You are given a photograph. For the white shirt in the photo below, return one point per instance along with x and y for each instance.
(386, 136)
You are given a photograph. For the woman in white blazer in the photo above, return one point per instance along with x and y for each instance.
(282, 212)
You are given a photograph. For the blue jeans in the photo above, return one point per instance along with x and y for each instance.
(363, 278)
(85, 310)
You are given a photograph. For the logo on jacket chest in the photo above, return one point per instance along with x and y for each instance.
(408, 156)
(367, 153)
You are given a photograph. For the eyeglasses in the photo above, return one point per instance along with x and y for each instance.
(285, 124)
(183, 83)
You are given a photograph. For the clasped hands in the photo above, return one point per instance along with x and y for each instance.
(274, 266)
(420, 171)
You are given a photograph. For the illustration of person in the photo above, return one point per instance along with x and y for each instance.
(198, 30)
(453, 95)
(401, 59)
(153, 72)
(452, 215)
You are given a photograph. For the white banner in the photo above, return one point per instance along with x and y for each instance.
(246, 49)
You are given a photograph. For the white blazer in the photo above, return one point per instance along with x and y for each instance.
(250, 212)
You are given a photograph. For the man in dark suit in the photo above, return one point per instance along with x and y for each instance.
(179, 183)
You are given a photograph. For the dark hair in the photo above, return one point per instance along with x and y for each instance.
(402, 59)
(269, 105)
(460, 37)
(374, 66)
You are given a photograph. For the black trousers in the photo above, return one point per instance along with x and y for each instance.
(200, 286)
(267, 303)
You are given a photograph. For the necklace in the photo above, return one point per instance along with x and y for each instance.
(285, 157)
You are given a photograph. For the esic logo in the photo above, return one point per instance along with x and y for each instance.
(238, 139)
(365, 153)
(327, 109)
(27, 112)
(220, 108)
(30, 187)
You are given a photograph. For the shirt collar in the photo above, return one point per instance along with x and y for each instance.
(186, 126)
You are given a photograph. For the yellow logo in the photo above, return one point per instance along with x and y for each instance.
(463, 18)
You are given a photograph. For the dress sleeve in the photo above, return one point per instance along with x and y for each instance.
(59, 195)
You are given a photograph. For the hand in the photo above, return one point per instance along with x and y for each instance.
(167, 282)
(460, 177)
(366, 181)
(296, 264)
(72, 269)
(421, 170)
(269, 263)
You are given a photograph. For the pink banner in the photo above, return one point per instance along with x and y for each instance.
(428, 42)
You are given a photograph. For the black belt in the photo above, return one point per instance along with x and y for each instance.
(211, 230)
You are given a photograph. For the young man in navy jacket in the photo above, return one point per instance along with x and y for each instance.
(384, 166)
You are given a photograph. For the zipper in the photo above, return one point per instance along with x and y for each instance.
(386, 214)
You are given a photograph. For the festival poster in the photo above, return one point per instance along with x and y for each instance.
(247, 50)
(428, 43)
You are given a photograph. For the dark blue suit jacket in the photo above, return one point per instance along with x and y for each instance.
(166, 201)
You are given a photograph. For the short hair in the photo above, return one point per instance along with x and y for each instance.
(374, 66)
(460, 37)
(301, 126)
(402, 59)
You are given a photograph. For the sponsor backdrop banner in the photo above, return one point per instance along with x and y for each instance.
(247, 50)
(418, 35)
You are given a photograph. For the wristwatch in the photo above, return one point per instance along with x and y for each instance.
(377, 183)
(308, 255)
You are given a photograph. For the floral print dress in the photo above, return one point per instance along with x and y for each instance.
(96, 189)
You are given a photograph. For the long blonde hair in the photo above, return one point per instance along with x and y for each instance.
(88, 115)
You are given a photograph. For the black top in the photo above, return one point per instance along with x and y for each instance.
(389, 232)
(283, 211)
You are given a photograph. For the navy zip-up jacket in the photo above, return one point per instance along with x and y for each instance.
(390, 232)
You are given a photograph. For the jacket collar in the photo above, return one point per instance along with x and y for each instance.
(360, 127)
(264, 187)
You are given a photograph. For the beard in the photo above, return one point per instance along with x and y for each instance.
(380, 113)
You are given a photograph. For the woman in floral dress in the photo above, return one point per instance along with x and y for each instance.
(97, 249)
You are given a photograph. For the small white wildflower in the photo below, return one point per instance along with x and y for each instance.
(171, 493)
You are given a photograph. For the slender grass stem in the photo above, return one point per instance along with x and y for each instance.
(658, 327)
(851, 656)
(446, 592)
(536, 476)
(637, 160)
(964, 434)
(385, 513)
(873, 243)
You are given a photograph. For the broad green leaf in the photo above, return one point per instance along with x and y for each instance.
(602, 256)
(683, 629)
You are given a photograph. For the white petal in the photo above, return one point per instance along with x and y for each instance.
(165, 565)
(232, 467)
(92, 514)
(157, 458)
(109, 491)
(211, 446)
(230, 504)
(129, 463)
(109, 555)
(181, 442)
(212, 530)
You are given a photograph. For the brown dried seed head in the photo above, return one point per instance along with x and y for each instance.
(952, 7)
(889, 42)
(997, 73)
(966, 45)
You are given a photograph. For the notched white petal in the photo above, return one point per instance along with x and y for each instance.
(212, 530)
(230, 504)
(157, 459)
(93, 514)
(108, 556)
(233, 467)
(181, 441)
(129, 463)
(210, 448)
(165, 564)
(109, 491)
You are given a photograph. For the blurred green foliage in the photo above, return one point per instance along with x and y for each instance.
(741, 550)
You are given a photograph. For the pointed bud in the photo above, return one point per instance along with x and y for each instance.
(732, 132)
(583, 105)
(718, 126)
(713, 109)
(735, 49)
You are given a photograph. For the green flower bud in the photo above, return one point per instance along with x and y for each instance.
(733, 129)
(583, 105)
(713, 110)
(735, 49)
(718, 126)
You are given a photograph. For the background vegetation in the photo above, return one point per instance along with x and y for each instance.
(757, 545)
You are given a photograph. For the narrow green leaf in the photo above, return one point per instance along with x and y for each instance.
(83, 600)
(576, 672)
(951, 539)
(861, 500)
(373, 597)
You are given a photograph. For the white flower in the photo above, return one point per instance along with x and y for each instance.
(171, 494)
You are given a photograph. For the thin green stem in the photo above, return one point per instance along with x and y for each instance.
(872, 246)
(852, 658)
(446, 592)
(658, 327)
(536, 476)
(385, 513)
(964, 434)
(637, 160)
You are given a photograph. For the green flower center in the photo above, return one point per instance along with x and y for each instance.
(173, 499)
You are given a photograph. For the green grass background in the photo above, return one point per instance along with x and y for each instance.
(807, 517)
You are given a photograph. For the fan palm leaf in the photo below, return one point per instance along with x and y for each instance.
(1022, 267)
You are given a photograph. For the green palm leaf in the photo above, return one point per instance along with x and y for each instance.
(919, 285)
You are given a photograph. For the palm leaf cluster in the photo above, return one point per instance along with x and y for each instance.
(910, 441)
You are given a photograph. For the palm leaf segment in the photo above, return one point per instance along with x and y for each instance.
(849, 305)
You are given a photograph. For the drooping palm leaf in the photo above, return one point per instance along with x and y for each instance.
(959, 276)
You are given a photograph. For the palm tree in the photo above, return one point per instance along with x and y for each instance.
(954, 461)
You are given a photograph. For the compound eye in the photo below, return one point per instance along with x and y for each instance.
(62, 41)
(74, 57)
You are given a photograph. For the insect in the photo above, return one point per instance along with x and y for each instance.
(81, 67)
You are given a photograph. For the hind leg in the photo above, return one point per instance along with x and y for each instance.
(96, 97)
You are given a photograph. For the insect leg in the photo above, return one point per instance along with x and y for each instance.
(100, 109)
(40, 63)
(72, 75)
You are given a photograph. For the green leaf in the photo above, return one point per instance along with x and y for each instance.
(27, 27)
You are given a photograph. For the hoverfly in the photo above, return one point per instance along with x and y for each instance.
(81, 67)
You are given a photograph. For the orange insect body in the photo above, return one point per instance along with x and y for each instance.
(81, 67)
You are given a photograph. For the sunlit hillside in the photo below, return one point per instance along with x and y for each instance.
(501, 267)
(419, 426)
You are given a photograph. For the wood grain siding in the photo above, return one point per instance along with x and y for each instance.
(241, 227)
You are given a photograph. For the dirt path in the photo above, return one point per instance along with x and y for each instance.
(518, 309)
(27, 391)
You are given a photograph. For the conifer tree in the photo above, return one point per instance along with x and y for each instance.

★ ★ ★ ★ ★ ★ ★

Repeat, without change, each line of the data above from the one that contains "You are given a photograph. For the palm leaf cluster" through the final line, counting both.

You are given a photograph. For the palm leaf cluster in the photo above, return one point per instance along with x and y for each instance.
(910, 441)
You are given a photograph. For the palm leaf segment in the photo above, return one point per instance along with x and y for each instance.
(849, 305)
You are given a photograph. For the drooping palm leaf in the photo above, return one point per instance along with x and y for each instance.
(959, 276)
You are given a photograph. For the palm tree in the photo above, return one point per instance along with x and y for each instance.
(954, 461)
You are given a photograph. For the compound eye in the photo below, return one point per instance along with x and y for each instance.
(62, 41)
(74, 57)
You are given a photograph. For the insect in the photo above, return one point per instance along with x and y for each instance.
(81, 67)
You are given a photograph. For the hind leg in the photo above, return one point per instance along with x and y for each instance.
(96, 97)
You are given a photograph. For the insect leg in the photo above, return one point per instance along with x and y for each instance.
(100, 109)
(40, 63)
(72, 75)
You are given a photograph. For the green leaf in the photo above, return one point per instance along with x and y for each instance.
(27, 27)
You are given a photograph. For the hoverfly in the photo above, return one point per instance along with x and y for each instance.
(81, 67)
You are given a photograph. For the orange insect body in the photo above, return one point per instance along with x and y for each instance.
(81, 67)
You are given a photograph. For the sunlit hillside in the photo below, return one point per instance along with x and y for each instance.
(501, 267)
(419, 426)
You are given a photograph. For the wood grain siding in the photo above, return one point per instance along with x and y for each instance.
(241, 227)
You are given a photograph. For the dirt path in the photo above, return one point per instance along with x and y for each instance.
(518, 309)
(27, 391)
You are given a photograph. For the conifer tree in the photo above, return one point per instance along with x and y for each instance.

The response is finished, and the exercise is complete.